## Begin Material for this exercise

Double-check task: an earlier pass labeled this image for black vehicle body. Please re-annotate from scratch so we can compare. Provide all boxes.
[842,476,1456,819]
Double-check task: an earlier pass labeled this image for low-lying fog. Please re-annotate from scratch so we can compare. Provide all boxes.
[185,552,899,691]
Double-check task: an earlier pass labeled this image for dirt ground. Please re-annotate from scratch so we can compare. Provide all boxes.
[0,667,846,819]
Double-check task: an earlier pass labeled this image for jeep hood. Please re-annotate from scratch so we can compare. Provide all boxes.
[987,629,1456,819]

## End Material for this exercise
## Begin Material for this exercise

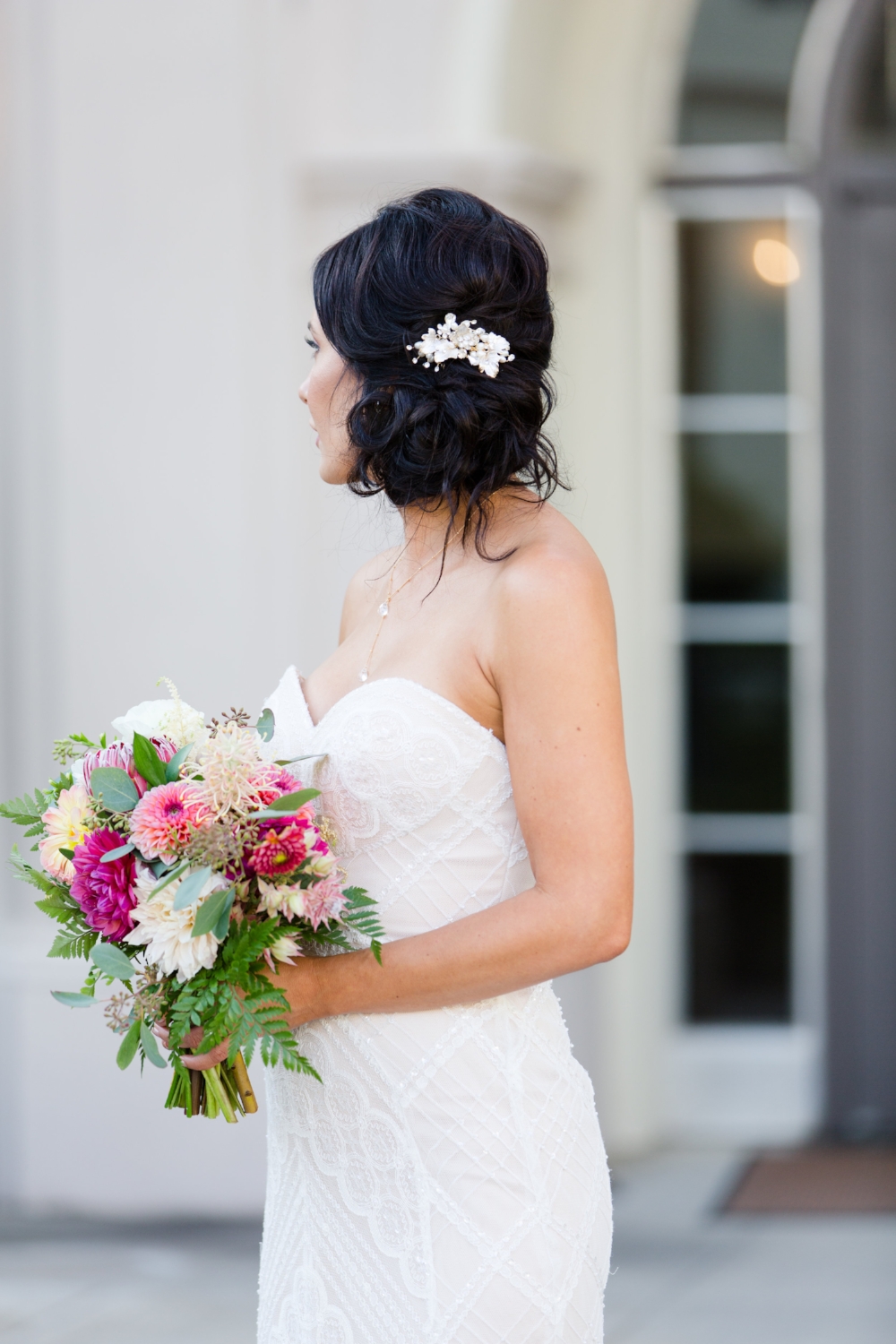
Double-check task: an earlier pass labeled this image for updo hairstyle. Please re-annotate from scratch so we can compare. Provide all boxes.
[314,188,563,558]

## End Material for this exercise
## Begin Material for this exercise

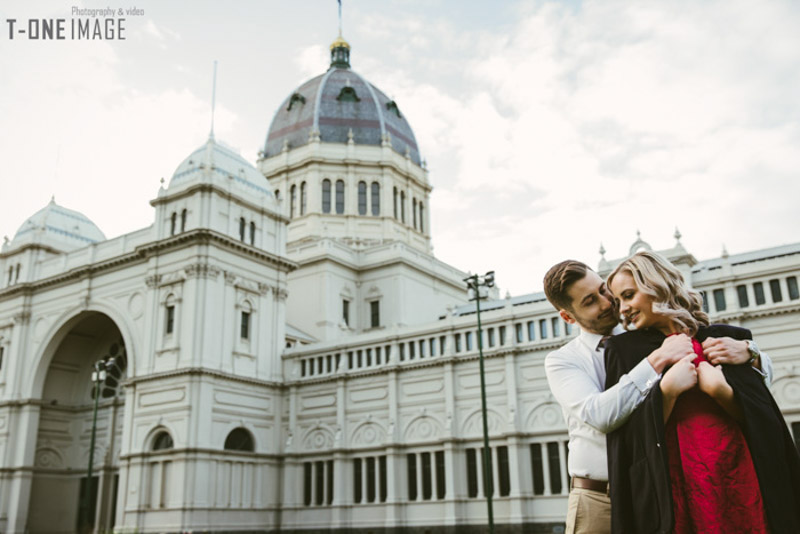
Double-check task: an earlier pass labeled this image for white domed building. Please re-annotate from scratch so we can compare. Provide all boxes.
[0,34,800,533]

## End Material for this exercise

- **Exercise details**:
Render the data as a two-column CSV with columns instruction and boxes. Start at the line containing "Double-check task: an earlier pass labeled this image for updo" and continue through the line containing "[314,188,563,558]". Give one row for each text and its answer, put each value in a single quoted field, and turn line breaks into spaces.

- **Exercise result**:
instruction,boxes
"Double-check task: an earlier pass labeled this image for updo hairstyle. Please re-annotate from scratch so we can compare. Provide all boxes.","[314,188,563,558]"